Excerpts of pointing data
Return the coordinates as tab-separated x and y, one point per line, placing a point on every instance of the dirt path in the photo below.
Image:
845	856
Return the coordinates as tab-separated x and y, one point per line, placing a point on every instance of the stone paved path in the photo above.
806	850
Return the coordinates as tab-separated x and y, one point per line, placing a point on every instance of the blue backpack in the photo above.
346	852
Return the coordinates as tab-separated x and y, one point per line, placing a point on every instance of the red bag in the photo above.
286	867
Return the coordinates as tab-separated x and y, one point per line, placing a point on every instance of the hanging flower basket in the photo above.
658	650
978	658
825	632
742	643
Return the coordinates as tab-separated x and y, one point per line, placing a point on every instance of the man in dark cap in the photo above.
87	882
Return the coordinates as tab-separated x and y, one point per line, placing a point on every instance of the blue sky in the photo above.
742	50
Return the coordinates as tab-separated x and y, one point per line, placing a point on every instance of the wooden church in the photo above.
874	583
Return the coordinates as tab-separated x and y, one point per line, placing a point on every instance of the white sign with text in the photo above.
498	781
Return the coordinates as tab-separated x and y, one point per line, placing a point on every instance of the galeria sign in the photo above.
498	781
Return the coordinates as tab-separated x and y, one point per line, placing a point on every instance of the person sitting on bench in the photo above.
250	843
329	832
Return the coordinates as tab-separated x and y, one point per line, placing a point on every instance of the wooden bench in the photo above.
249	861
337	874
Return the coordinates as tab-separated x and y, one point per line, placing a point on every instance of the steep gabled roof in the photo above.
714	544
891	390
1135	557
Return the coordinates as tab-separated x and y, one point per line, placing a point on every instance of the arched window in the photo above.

REQUIRED TASK
Print all the data exactly.

RESPONSE BELOW
Return the coordinates as tab-separated x and y, one point per line, placing a point on every instance of the dirt path in the photo below.
Image:
845	856
Return the coordinates as tab-separated x and y, one point per line, placing a point on every instance of the stone paved path in the photo above.
806	850
Return the coordinates as tab-separated x and y, one point per line, placing a point on every instance of the blue backpack in the photo above.
346	852
Return the coordinates as tab-separated x and y, one point per line, placing a point on every instance of the red bag in the photo above.
286	867
Return the coordinates as tab-separated x and y, one point per line, placing a point on every instance of the hanging flower basket in the photo above.
658	650
978	658
825	632
742	643
Return the coordinates as tab-separated x and y, one point per line, placing a point on every instance of the man in dark cap in the photo above.
87	882
Return the coordinates as tab-separated x and y, one point per line, placing a point on every instance of the blue sky in the photo above.
742	50
Return the coordinates as tab-separated x and y, one point per line, placing a point on every instance of the wooden church in the photo above.
874	583
Return the coordinates as tab-separated x and y, one point per line, placing a point on every instance of the white sign with text in the photo above.
498	781
Return the coordinates as tab-separated x and y, one point per line, placing a point on every instance of the galeria sign in the photo above.
498	781
Return the coordinates as tab-separated x and y, one point per line, placing a point on every instance of the person sitting on bench in the photo above.
250	843
329	832
Return the coordinates as tab-separated x and y, one point per line, placing a point on every instance of the wooden bench in the photo above.
249	861
337	874
Return the coordinates as tab-separated x and y, one point per line, placing a point on every instance of the steep gabled roof in the photo above.
714	544
891	390
1135	557
Return the coordinates as tab-separated x and y, one point per line, placing a point on every instance of the arched window in the photo above.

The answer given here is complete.